━━━ DATA TO USE ━━━

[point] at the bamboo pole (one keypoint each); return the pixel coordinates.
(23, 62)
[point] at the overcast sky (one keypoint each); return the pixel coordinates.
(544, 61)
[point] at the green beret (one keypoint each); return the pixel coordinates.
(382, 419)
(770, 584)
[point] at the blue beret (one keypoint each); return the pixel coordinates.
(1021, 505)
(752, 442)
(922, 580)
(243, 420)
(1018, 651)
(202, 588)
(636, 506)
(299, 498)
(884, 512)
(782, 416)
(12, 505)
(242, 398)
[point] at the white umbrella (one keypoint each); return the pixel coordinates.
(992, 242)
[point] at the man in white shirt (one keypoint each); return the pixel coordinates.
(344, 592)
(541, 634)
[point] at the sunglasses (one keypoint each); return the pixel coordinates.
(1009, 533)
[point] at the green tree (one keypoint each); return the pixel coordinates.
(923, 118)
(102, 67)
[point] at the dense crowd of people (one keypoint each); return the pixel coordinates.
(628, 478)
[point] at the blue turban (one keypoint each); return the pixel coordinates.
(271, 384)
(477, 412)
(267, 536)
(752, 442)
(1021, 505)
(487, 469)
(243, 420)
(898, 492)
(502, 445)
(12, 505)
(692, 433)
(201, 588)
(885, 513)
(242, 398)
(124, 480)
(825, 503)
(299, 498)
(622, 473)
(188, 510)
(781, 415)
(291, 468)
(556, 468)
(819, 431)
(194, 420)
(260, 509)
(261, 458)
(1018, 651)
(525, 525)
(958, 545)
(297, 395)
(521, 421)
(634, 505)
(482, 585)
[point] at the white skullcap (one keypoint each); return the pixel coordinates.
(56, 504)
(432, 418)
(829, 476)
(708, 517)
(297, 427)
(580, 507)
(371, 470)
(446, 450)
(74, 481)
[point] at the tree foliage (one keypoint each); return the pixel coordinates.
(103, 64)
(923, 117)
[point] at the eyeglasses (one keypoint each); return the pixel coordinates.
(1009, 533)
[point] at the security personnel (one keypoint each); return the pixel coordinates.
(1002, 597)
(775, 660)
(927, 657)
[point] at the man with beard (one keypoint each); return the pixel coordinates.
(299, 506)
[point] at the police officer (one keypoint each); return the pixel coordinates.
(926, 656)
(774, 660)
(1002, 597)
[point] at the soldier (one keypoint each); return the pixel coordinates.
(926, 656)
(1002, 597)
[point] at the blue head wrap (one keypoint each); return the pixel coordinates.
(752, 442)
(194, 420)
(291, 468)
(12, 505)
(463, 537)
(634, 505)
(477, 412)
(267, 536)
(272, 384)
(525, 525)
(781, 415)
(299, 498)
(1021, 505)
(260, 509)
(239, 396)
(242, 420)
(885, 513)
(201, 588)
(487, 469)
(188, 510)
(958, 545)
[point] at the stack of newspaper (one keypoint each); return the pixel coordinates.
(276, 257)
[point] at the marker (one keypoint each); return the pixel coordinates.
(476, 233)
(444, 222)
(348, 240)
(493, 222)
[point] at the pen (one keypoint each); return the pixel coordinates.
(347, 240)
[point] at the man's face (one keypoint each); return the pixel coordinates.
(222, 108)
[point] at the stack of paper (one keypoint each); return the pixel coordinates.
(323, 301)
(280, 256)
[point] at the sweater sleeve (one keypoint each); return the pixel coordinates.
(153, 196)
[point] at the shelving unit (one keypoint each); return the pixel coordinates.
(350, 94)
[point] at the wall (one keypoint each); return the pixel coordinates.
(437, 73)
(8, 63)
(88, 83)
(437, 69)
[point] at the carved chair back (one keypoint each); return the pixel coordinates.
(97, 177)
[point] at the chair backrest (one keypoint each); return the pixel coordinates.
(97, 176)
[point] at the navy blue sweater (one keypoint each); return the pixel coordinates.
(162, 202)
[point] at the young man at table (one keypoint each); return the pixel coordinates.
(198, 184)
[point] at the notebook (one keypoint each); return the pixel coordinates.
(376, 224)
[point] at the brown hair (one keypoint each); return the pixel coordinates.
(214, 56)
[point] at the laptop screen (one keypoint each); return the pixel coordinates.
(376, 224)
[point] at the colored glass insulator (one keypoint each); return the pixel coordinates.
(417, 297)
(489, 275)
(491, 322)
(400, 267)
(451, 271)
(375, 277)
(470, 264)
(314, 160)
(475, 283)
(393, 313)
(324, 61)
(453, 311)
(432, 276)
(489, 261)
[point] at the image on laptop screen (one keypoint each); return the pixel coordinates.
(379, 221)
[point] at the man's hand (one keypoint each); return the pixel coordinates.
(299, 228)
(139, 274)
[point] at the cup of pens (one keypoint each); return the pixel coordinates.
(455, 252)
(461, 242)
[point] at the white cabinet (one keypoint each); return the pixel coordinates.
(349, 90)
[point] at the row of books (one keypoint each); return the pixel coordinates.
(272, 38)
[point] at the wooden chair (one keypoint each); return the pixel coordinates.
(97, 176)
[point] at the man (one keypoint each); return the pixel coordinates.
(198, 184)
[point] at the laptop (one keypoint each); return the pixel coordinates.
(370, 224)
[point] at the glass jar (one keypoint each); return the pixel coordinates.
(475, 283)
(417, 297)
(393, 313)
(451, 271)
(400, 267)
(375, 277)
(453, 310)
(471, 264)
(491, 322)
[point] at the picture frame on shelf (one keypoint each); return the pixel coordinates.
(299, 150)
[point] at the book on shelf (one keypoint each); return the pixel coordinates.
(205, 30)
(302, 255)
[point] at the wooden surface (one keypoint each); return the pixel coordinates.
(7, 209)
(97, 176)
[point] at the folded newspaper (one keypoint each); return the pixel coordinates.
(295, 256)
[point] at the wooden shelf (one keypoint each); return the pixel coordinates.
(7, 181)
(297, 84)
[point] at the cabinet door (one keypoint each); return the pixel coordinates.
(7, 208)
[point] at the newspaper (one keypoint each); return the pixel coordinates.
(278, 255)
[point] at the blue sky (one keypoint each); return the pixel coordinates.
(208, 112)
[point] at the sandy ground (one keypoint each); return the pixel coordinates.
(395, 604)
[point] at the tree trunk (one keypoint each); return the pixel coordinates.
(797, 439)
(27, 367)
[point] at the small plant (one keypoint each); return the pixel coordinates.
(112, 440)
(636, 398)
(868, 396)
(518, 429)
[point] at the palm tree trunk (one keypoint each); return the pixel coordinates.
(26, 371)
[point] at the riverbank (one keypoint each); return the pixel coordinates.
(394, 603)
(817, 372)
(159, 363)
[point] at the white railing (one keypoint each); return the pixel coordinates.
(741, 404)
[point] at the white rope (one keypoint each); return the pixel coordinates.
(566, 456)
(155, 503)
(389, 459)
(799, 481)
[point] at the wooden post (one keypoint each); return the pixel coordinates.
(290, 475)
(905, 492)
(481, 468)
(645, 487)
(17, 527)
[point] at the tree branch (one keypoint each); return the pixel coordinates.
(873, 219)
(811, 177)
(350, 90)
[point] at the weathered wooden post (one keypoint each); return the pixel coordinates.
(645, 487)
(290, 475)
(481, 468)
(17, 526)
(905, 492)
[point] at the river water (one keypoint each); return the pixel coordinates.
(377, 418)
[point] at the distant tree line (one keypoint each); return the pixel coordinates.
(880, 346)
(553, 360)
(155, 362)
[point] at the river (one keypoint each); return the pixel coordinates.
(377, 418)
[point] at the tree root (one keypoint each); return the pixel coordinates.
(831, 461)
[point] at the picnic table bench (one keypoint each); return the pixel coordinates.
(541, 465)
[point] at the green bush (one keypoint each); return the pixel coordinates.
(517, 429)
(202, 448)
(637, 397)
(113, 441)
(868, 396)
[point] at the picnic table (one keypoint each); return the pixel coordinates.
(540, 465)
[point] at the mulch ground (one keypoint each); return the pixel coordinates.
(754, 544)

━━━

Quote, without alteration, the final stretch of the entries: the line with "[point] at the tree root" onward to the last line.

■ WRITTEN ANSWER ■
[point] at the tree root (one keypoint each); return the pixel coordinates.
(831, 461)
[point] at the picnic table bench (one keypoint each); return the pixel coordinates.
(541, 465)
[point] at the green bush (one keypoint each); return the pixel coordinates.
(517, 429)
(202, 448)
(637, 397)
(113, 441)
(868, 396)
[point] at the picnic table (one keypoint each); return the pixel coordinates.
(540, 465)
[point] at the mulch ground (one keypoint each); return the pixel coordinates.
(754, 544)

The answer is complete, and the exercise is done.